- Stored data entries -
= = = = = = =

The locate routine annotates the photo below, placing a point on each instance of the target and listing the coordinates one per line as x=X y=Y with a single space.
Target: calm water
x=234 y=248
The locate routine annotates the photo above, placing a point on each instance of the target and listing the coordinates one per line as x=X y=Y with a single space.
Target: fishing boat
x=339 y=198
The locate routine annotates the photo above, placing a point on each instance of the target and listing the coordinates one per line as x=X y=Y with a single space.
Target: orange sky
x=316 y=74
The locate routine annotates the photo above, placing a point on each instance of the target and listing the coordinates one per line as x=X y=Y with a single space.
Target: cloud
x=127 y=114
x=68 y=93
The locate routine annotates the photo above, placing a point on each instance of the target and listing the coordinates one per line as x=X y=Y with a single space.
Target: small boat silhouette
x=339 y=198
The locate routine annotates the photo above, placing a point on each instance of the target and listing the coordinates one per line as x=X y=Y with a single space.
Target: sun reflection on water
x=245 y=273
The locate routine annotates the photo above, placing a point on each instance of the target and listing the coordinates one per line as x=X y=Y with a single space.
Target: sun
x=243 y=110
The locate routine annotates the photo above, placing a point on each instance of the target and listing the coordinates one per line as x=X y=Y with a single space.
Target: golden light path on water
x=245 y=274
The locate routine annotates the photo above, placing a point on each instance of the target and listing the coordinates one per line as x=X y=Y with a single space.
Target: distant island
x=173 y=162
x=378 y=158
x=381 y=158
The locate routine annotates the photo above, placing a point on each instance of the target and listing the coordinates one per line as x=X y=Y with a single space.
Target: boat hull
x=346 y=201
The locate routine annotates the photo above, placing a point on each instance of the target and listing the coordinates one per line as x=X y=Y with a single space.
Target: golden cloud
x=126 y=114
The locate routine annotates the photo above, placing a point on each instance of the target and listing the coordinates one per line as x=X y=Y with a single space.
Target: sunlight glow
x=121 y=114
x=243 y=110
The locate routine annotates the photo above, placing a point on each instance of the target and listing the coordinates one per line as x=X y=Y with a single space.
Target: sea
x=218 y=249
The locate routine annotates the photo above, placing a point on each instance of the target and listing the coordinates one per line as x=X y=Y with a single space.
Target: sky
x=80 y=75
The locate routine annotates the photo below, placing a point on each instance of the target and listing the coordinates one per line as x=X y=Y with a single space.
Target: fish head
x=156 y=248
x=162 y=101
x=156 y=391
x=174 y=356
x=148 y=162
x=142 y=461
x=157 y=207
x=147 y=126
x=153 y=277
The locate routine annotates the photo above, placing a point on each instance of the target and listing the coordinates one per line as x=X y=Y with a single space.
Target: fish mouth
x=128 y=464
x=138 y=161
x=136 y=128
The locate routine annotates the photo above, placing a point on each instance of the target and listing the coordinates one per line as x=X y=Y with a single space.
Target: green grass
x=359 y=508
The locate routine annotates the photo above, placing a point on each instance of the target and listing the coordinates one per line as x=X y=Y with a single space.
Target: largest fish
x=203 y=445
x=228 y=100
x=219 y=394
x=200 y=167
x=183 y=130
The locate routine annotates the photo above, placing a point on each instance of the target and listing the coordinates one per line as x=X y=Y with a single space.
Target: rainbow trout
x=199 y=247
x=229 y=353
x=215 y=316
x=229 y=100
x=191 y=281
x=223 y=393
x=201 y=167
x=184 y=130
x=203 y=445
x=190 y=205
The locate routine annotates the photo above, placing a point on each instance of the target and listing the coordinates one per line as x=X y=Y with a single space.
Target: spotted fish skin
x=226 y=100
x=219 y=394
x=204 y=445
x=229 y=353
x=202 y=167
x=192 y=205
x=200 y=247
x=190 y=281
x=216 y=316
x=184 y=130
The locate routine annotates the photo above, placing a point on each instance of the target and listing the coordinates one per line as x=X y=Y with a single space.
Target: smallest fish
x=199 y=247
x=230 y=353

= = = = = = =

- PROBLEM -
Write the entries out again in full, exactly as they appear above.

- ANSWER SECTION -
The locate routine annotates the photo below, placing a point on each instance of the target and listing the coordinates one per line as x=X y=Y with a single space.
Target: calm water
x=234 y=248
The locate routine annotates the photo above, placing a point on each instance of the target and listing the coordinates one per line as x=X y=Y with a single space.
Target: fishing boat
x=339 y=198
The locate routine annotates the photo above, placing a point on each instance of the target and listing the coordinates one per line as x=X y=Y with a single space.
Target: orange sky
x=316 y=74
The locate routine annotates the photo above, placing a point on each instance of the target and listing the coordinates one per line as x=X y=Y with a single space.
Target: cloud
x=127 y=114
x=68 y=93
The locate routine annotates the photo above, placing a point on each instance of the target and listing the coordinates one per line as x=X y=Y with a single space.
Target: small boat silhouette
x=339 y=198
The locate routine annotates the photo above, placing a point on each instance of the target and listing the coordinates one per line as x=X y=Y with a single space.
Target: sun reflection on water
x=245 y=273
The locate routine annotates the photo above, placing a point on each instance of the target and listing the coordinates one per line as x=X y=Y with a single space.
Target: sun
x=243 y=110
The locate routine annotates the photo above, placing a point on each instance of the target and listing the coordinates one per line as x=X y=Y with a single space.
Target: golden light path on water
x=245 y=274
The locate routine annotates the photo above, placing a point on each instance of the target and listing the coordinates one per line as x=X y=Y with a single space.
Target: distant island
x=173 y=162
x=378 y=158
x=381 y=158
The locate routine annotates the photo above, placing a point on each instance of the target and listing the coordinates one per line as x=X y=Y with a single space.
Target: boat hull
x=346 y=201
The locate routine annotates the photo above, placing a point on each instance of the target and listing the coordinates one per line as x=X y=Y with a single space.
Target: golden cloud
x=126 y=114
The locate routine annotates the photo above, placing a point on each instance of the target and listing the coordinates one per line as x=X y=Y with a single space.
Target: sunlight glow
x=121 y=114
x=243 y=110
The locate routine annotates the photo above, placing a point on each instance of the target and listing the coordinates one per line as x=X y=Y with a single space.
Target: sea
x=218 y=249
The locate routine annotates the photo above, placing a point on each instance of the target and listing the coordinates one per line as x=X y=Y with a single space.
Target: sky
x=80 y=75
The locate routine annotates the photo below, placing a point on each instance of the target and listing the coordinates one per line as x=X y=Y with a single space.
Target: fish head
x=156 y=248
x=162 y=101
x=156 y=391
x=174 y=356
x=148 y=162
x=142 y=461
x=157 y=207
x=147 y=126
x=153 y=277
The locate routine annotates the photo above, placing a point on each instance of the target and listing the coordinates one per line as x=X y=Y with a single space.
Target: fish mouth
x=128 y=464
x=138 y=161
x=136 y=128
The locate routine annotates the photo above, placing a point on each instance of the target and listing the coordinates one per line as x=X y=Y with a single space.
Target: green grass
x=359 y=508
The locate routine annotates the photo above, placing a point on each instance of the target and listing the coordinates one per line as x=X y=Y with a single space.
Target: largest fish
x=203 y=445
x=228 y=100
x=219 y=394
x=200 y=167
x=183 y=130
The locate routine annotates the photo above, placing a point on each instance of the target and listing the coordinates one per line as x=X y=Y with a single space.
Target: rainbow trout
x=199 y=247
x=229 y=353
x=215 y=316
x=229 y=100
x=191 y=281
x=223 y=393
x=201 y=167
x=184 y=130
x=203 y=445
x=190 y=205
The locate routine annotates the photo above, placing a point on each instance of the target and listing the coordinates one per line as x=X y=Y with a single space.
Target: spotted fish skin
x=226 y=100
x=219 y=394
x=204 y=445
x=229 y=353
x=202 y=167
x=192 y=205
x=200 y=247
x=190 y=281
x=216 y=316
x=184 y=130
The locate routine annotates the photo above, placing a point on each instance of the target and listing the coordinates one per line as x=X y=Y with a single space.
Target: smallest fish
x=199 y=247
x=230 y=353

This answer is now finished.